In 1990, after the Baltimore Jewish Times purchased the Detroit Jewish News, Jacobs moved to Detroit and had the privilege of working briefly with one of his heroes in the business: the paper’s creator and founding editor, Philip Slomovitz.

“When you come in, you can’t fill those footsteps, but you have to justice by them. I felt a tremendous responsibility in Detroit to live up to Mr. Slomovitz’s legacy,” Jacobs said.

Slomovitz also apparently had an unusual filing system.

“What he did was, if he got a letter from Golda Meir, he would stick it under the letter ‘M’ in the Encyclopedia Judaica on his bookshelf. If he got a letter from David Ben-Gurion, it would go under ‘B.’ When he died, I had to clean out his office, and I was taking every volume of the Encyclopedia Judaica and holding it upside-down, and these onion skin papers from Abba Eben, Golda Meir, David [Ben-Gurion], all ‘Dear Phil,’ you know? So I had that experience. There was even one from Hank Greenberg.” (The paper ultimately donated the letters to the Wayne State University Library, he said.)
**********
§ GIVEN TASK A:
Please pull out every line of the records that contains the string "arch".
The text and the records have no connection to each other.

§ Records drawn from a collection:
**********
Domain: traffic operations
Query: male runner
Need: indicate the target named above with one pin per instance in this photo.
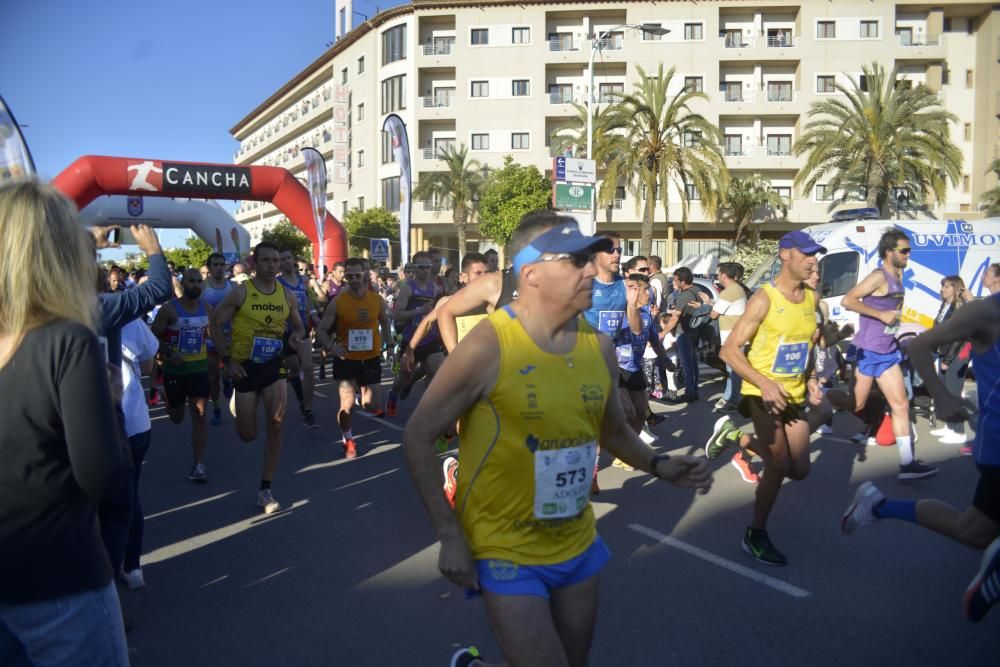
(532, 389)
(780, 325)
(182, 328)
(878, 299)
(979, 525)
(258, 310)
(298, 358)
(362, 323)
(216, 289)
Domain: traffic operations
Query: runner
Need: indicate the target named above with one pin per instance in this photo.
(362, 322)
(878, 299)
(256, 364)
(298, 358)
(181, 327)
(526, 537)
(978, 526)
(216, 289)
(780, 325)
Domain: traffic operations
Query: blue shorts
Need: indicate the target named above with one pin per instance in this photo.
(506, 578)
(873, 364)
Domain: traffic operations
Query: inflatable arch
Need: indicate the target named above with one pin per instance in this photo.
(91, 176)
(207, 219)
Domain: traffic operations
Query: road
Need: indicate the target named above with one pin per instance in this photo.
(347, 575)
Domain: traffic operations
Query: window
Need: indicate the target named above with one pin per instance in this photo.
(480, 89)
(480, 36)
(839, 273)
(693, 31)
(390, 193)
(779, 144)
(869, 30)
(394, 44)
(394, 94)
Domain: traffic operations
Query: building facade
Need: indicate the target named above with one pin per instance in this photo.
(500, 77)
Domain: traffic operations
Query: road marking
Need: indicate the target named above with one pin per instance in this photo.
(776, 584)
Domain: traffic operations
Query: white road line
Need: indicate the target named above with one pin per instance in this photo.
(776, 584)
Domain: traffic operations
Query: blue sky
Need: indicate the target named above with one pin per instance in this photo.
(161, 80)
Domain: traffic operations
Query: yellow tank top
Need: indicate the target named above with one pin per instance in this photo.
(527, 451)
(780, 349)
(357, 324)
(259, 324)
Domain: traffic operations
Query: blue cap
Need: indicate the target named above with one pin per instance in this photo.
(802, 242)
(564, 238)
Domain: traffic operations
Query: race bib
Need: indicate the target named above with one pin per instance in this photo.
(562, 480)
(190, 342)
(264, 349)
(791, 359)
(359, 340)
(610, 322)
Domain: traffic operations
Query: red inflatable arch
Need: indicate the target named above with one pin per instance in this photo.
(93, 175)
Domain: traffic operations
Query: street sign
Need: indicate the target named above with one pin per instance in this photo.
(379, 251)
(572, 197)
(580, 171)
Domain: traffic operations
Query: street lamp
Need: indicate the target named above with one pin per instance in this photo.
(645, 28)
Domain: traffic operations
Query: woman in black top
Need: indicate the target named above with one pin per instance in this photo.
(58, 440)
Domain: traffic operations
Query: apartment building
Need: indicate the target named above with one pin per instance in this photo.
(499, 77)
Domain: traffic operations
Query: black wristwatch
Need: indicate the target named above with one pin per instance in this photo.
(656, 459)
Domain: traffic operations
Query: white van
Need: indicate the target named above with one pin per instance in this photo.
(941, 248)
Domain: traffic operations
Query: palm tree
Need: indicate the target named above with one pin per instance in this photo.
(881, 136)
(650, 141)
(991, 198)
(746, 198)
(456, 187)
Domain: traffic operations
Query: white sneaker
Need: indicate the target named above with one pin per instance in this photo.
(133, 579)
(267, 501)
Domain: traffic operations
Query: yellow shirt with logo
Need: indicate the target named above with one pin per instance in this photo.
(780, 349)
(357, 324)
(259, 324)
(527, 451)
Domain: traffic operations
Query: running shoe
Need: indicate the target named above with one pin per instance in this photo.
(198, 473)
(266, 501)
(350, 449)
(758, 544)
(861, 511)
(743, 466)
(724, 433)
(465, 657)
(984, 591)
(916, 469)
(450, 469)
**********
§ GIVEN TASK B:
Summarize the passage about Philip Slomovitz in two sentences.

§ SOLUTION A:
Query: inflatable arch
Query: red inflatable arch

§ SOLUTION B:
In 1990, after the Baltimore Jewish Times bought the Detroit Jewish News, Jacobs moved to Detroit, worked briefly with the paper's founding editor Philip Slomovitz, and felt a tremendous responsibility to live up to his legacy. Slomovitz tucked letters from figures such as Golda Meir and David Ben-Gurion into the matching volumes of the Encyclopedia Judaica, where Jacobs found them while cleaning out the office, and the paper ultimately donated the letters to the Wayne State University Library.